Your objective: Please rewrite the items from the line containing "Can you see the large" through the line containing "Can you see the sky?", swapping "JSON object" for "JSON dictionary" and leaving everything else unchanged.

Dataset excerpts:
---
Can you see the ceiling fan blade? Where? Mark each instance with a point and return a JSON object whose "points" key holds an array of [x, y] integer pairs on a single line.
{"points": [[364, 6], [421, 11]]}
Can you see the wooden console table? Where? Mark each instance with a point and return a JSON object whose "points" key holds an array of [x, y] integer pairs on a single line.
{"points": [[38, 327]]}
---
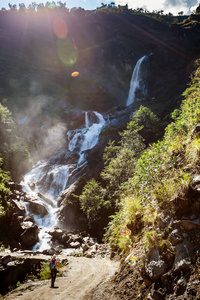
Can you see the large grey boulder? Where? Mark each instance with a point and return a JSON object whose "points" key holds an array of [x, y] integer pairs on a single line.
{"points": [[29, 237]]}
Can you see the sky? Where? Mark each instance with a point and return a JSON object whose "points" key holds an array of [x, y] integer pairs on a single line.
---
Task output:
Can you see the large grey boulder? Where? Mark each instance with a point and return a JSON dictionary whose "points" key holds an array of [x, y] integer pairs on a single line.
{"points": [[29, 237]]}
Can you see the sky? Where? Mark each instance with a point and return a JSON dictionary whose "points" key holds an array of [x, y] integer pairs on a single line.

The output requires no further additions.